:: Exercise brief ::
When the string "below" occurs in a line of the records, show that line.

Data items
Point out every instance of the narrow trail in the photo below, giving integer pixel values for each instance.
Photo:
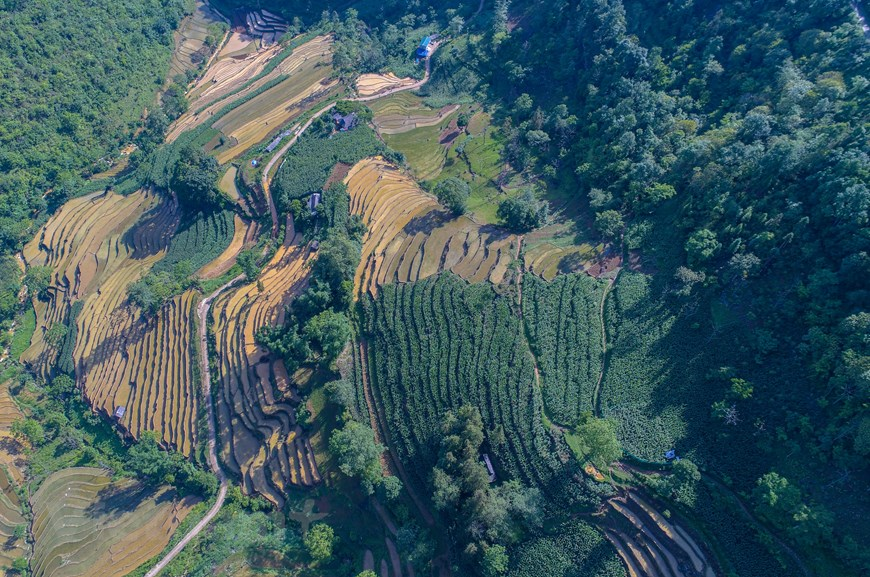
(267, 179)
(202, 315)
(596, 396)
(381, 431)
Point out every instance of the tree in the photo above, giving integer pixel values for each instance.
(598, 440)
(358, 454)
(194, 180)
(495, 561)
(55, 334)
(29, 429)
(701, 246)
(329, 331)
(609, 223)
(319, 541)
(38, 279)
(247, 259)
(453, 193)
(524, 212)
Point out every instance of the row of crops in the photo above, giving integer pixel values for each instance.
(199, 239)
(437, 344)
(564, 326)
(650, 385)
(309, 162)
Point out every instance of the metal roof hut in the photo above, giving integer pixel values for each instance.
(314, 202)
(489, 468)
(345, 122)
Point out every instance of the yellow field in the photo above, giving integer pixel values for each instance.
(227, 258)
(85, 524)
(189, 45)
(410, 237)
(83, 243)
(404, 112)
(370, 84)
(98, 245)
(259, 437)
(254, 120)
(11, 459)
(226, 75)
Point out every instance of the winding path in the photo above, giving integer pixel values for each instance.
(267, 179)
(202, 314)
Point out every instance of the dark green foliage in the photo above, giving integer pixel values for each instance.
(480, 515)
(743, 544)
(319, 541)
(328, 333)
(148, 460)
(199, 239)
(649, 344)
(65, 363)
(194, 180)
(438, 344)
(38, 279)
(575, 548)
(154, 289)
(358, 454)
(307, 165)
(453, 193)
(564, 327)
(77, 75)
(10, 284)
(524, 212)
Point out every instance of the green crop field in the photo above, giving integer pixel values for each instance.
(437, 344)
(199, 240)
(564, 326)
(86, 524)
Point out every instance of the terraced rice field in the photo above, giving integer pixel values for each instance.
(98, 245)
(227, 258)
(11, 451)
(404, 111)
(190, 47)
(228, 75)
(10, 475)
(417, 131)
(650, 544)
(83, 242)
(85, 524)
(254, 120)
(411, 238)
(142, 366)
(547, 259)
(371, 84)
(256, 405)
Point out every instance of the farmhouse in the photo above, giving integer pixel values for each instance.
(489, 468)
(423, 49)
(345, 122)
(313, 202)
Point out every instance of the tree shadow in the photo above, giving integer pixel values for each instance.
(115, 500)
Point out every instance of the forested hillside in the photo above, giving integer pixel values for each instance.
(76, 77)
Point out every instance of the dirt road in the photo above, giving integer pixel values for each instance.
(202, 314)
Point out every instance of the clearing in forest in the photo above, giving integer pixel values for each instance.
(97, 246)
(259, 439)
(86, 524)
(190, 48)
(371, 84)
(410, 237)
(301, 76)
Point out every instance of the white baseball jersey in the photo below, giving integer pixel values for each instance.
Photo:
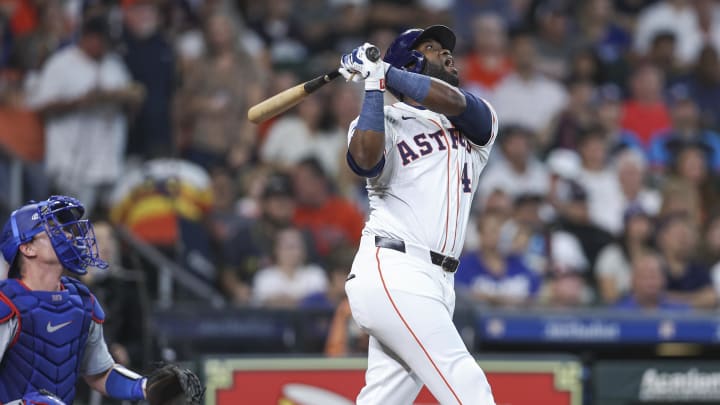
(424, 193)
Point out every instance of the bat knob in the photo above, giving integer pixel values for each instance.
(373, 53)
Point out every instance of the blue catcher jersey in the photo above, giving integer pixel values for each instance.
(49, 342)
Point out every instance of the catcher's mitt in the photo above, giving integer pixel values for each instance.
(172, 385)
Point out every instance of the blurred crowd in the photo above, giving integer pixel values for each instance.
(602, 189)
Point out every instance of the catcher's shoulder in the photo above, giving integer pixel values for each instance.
(76, 286)
(7, 308)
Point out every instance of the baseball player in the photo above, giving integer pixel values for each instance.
(422, 157)
(51, 325)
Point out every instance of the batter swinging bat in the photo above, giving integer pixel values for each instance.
(287, 99)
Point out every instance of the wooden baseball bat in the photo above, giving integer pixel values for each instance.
(287, 99)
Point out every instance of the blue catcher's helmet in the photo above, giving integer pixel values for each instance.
(43, 397)
(402, 54)
(72, 237)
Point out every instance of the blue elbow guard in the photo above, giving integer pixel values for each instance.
(125, 384)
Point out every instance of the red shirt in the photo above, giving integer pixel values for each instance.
(645, 119)
(336, 222)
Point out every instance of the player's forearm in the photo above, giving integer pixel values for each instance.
(368, 142)
(434, 94)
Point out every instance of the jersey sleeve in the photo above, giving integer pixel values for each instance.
(7, 334)
(479, 121)
(97, 358)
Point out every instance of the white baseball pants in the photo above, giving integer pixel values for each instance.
(406, 303)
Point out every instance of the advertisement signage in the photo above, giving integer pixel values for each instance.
(652, 382)
(324, 381)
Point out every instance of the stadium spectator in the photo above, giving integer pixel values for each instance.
(690, 163)
(280, 31)
(574, 218)
(679, 196)
(613, 266)
(645, 113)
(486, 63)
(290, 278)
(490, 276)
(676, 16)
(688, 280)
(337, 266)
(553, 42)
(333, 220)
(518, 171)
(294, 137)
(35, 47)
(150, 59)
(525, 96)
(526, 234)
(704, 87)
(83, 93)
(632, 175)
(600, 31)
(573, 119)
(249, 248)
(599, 179)
(648, 292)
(212, 128)
(686, 127)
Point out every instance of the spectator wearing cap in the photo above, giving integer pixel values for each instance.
(704, 87)
(632, 174)
(553, 42)
(598, 29)
(686, 129)
(150, 59)
(487, 62)
(83, 94)
(599, 180)
(518, 171)
(676, 16)
(645, 112)
(249, 247)
(690, 164)
(526, 233)
(494, 277)
(526, 97)
(648, 287)
(577, 115)
(574, 219)
(291, 277)
(687, 280)
(607, 105)
(613, 267)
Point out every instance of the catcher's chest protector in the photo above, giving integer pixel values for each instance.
(52, 330)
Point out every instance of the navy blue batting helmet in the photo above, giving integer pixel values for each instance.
(402, 54)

:: Answer space ::
Point out every instance of the narrow trail in the photo below, giving integer pixel values for each instance.
Point out every instance of the white baseball jersey in the photo below, giving integer pixel values for each instance.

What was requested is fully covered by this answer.